── Dataset extract ──

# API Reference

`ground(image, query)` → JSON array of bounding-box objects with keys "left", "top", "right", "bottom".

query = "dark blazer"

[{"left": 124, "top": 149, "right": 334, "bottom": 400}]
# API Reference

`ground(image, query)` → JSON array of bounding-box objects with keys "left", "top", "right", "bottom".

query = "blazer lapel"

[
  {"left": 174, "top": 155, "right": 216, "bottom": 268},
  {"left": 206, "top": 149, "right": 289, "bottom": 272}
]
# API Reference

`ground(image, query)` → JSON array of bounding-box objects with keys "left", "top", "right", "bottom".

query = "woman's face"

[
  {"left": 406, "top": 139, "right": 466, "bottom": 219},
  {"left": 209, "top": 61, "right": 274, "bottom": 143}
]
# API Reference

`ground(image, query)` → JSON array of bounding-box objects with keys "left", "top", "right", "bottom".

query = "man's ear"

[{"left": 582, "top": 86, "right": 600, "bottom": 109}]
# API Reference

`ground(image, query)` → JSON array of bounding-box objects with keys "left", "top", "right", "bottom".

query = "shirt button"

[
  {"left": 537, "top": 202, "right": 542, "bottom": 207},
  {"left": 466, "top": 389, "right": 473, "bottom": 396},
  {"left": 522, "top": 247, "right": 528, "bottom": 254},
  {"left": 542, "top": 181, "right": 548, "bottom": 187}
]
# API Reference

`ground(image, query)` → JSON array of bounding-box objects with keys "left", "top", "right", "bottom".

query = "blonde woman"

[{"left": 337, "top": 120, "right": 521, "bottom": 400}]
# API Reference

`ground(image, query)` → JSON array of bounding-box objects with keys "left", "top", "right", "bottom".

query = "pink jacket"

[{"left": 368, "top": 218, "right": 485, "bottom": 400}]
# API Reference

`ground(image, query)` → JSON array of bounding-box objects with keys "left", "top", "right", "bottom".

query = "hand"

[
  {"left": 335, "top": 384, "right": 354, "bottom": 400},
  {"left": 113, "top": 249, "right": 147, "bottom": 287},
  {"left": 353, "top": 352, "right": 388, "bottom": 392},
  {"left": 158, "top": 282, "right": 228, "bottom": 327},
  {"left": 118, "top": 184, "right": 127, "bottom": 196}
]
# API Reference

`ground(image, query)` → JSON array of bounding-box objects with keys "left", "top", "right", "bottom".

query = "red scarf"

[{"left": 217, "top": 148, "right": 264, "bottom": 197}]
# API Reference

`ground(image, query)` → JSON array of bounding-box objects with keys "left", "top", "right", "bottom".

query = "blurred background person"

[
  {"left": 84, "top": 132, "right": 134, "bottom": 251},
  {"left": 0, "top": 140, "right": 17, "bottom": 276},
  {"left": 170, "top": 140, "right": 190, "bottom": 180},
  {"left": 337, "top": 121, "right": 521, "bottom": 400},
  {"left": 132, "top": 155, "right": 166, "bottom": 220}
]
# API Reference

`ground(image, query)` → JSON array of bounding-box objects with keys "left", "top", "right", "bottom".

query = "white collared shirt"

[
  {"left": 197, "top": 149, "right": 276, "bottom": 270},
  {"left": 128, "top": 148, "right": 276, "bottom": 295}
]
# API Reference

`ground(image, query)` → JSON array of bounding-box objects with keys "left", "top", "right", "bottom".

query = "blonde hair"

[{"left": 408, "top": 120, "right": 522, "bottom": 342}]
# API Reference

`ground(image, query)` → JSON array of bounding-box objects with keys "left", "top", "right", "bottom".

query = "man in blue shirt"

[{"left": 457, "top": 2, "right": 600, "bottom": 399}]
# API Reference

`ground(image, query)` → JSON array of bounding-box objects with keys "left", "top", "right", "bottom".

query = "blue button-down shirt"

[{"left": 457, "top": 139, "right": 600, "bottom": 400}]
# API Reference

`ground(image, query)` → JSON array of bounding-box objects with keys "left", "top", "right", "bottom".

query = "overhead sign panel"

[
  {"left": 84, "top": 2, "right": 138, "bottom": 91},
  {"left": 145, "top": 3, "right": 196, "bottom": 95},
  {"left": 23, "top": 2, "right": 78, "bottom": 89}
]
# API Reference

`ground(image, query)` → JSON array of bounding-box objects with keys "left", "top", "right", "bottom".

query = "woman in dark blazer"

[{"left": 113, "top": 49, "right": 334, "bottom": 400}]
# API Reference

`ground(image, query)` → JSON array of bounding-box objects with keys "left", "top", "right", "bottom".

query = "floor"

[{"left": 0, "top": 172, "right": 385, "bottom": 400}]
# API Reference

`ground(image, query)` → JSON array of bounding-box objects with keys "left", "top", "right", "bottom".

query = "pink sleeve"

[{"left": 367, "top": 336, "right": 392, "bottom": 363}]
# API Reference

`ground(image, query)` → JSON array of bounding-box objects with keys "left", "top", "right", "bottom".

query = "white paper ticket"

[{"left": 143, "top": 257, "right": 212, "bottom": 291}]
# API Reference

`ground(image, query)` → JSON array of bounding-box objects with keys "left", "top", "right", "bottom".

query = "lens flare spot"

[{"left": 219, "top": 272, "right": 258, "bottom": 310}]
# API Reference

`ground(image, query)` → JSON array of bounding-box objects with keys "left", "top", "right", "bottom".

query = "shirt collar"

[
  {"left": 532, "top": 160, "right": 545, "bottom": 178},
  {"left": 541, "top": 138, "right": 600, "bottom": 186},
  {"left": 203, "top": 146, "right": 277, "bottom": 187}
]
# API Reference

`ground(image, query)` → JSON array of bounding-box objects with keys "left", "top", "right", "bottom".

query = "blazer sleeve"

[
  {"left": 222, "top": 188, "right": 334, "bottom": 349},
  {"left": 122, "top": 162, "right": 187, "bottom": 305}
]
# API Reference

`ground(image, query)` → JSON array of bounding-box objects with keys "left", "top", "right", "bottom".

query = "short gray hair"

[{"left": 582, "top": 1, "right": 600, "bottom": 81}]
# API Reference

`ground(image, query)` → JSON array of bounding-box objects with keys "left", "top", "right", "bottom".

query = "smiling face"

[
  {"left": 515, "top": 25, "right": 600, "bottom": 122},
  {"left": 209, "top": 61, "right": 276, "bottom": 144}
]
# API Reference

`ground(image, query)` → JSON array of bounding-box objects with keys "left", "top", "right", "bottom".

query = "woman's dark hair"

───

**Task details**
Repeat every line of the material exactly as given.

**Answer area**
# API Reference

`ground(image, query)` → JSON array of bounding-box objects with keys "left", "top", "right", "bottom".

query = "dark blazer"

[{"left": 124, "top": 149, "right": 334, "bottom": 400}]
# API Reference

`ground(image, query)` → JSON array of bounding-box objects with keys "left", "top", "right", "bottom".

query = "blazer lapel"

[
  {"left": 174, "top": 155, "right": 216, "bottom": 268},
  {"left": 206, "top": 149, "right": 289, "bottom": 272}
]
# API Reference

`ground(image, query)` → JSON array of bounding-box objects with keys "left", "top", "right", "bottom".

query = "woman's face"

[
  {"left": 406, "top": 139, "right": 466, "bottom": 219},
  {"left": 209, "top": 61, "right": 274, "bottom": 143}
]
# API Reference

`ground(image, query)` → JSON array of bounding-box objects with keys "left", "top", "right", "bottom".

query = "man's ear"

[{"left": 582, "top": 86, "right": 600, "bottom": 109}]
# API Reference

`ground(image, query)` → JSON array of bounding-box objects with keys "left", "top", "right", "bottom".

query = "shirt button"

[
  {"left": 537, "top": 202, "right": 542, "bottom": 207},
  {"left": 466, "top": 389, "right": 473, "bottom": 396},
  {"left": 522, "top": 247, "right": 528, "bottom": 254},
  {"left": 542, "top": 181, "right": 548, "bottom": 187}
]
# API Reference

`ground(image, query)` → JSON array of bounding-box objects with keys "left", "top", "right", "bottom".

query = "blonde woman"

[{"left": 337, "top": 120, "right": 521, "bottom": 400}]
# API Reference

`ground(image, query)` → JSON array of bounding-box objects with keys "left", "top", "right", "bottom".

query = "pink jacket"

[{"left": 368, "top": 218, "right": 485, "bottom": 400}]
# API Reference

`ground(image, query)` → JSON array of bounding-box objects with keys "left", "top", "right", "bottom".

query = "hand"

[
  {"left": 335, "top": 384, "right": 354, "bottom": 400},
  {"left": 113, "top": 249, "right": 147, "bottom": 287},
  {"left": 353, "top": 352, "right": 388, "bottom": 392},
  {"left": 158, "top": 282, "right": 228, "bottom": 327},
  {"left": 118, "top": 184, "right": 127, "bottom": 196}
]
# API Reference

`ground(image, query)` → JSON array of bounding-box objects with keys "left", "top", "right", "bottom".

query = "red scarf"

[{"left": 217, "top": 148, "right": 264, "bottom": 197}]
# API Reference

`ground(image, query)` → JSON array of bounding-box objects with keys "left", "top", "right", "bottom".

query = "blurred background person"

[
  {"left": 84, "top": 132, "right": 134, "bottom": 251},
  {"left": 0, "top": 140, "right": 17, "bottom": 276},
  {"left": 170, "top": 140, "right": 190, "bottom": 180},
  {"left": 337, "top": 121, "right": 521, "bottom": 400},
  {"left": 132, "top": 155, "right": 166, "bottom": 220}
]
# API Reference

`ground(image, query)` → JSON array of bounding-box objects with keys "left", "top", "right", "bottom".

query = "white collared shirt"

[
  {"left": 197, "top": 149, "right": 276, "bottom": 270},
  {"left": 128, "top": 148, "right": 276, "bottom": 295}
]
# API Reference

`ground(image, query)` → JSON array of bounding-box objects with keys "left", "top", "right", "bottom".

query = "blonde hair"

[{"left": 408, "top": 120, "right": 522, "bottom": 342}]
# API Reference

`ground(image, query)` → JSON array of bounding-box objects with keys "left", "top", "right", "bottom".

query = "man in blue shirt"

[{"left": 457, "top": 2, "right": 600, "bottom": 399}]
# API Reference

`ground(image, query)` → JSON array of bounding-box objects with keys "left", "top", "right", "bottom".

query = "blue button-down shirt"

[{"left": 457, "top": 139, "right": 600, "bottom": 400}]
# API Reference

`ground(image, query)` → JSON array of bounding-box objects with keys "left", "top", "right", "bottom".

query = "overhead sign panel"

[
  {"left": 84, "top": 2, "right": 138, "bottom": 91},
  {"left": 145, "top": 3, "right": 196, "bottom": 95},
  {"left": 23, "top": 2, "right": 78, "bottom": 89}
]
# API Reference

`ground(image, query)` → JSON array of bounding-box objects with keys "left", "top", "right", "bottom".

query = "woman in dark blazer"

[{"left": 113, "top": 49, "right": 334, "bottom": 400}]
# API Reference

`ground(image, query)` → JSON array of bounding-box objects with keys "left", "top", "right", "bottom".

query = "floor"

[{"left": 0, "top": 172, "right": 385, "bottom": 400}]
# API Reference

`ground(image, query)` → JSON array of bounding-box objects with keys "left", "top", "right", "bottom".

query = "pink sleeve"

[{"left": 367, "top": 336, "right": 392, "bottom": 363}]
# API Reference

`ground(image, query)` → JSON array of bounding-box objects with keys "left", "top", "right", "bottom".

query = "white paper ticket"

[{"left": 143, "top": 257, "right": 212, "bottom": 291}]
# API Reference

`ground(image, query)` → JSON array of bounding-box objects with keys "left", "top", "right", "bottom".

query = "lens flare spot"

[{"left": 219, "top": 272, "right": 258, "bottom": 310}]
# API Reference

`ground(image, query)` → JSON array of bounding-box objects with keys "left", "top", "right", "bottom".

query = "shirt collar"

[
  {"left": 532, "top": 160, "right": 545, "bottom": 178},
  {"left": 541, "top": 138, "right": 600, "bottom": 186},
  {"left": 203, "top": 146, "right": 277, "bottom": 187}
]
# API Reference

`ground(image, query)` → JSON array of bounding-box objects with keys "left", "top", "right", "bottom".

query = "blazer sleeve"

[
  {"left": 222, "top": 188, "right": 334, "bottom": 349},
  {"left": 122, "top": 162, "right": 187, "bottom": 305}
]
# API Reference

`ground(image, query)` → JSON array of bounding-box objects with keys "left", "top", "right", "bottom".

query = "short gray hair"

[{"left": 582, "top": 1, "right": 600, "bottom": 81}]
# API Reference

`ground(image, query)` → JSON array of bounding-box objects with keys "left", "top", "right", "bottom".

query = "smiling face"

[
  {"left": 515, "top": 25, "right": 600, "bottom": 122},
  {"left": 209, "top": 61, "right": 276, "bottom": 144}
]
# API Reference

`ground(image, query)` → JSON array of bounding-box objects with keys "left", "top", "right", "bottom".

query = "woman's dark hair"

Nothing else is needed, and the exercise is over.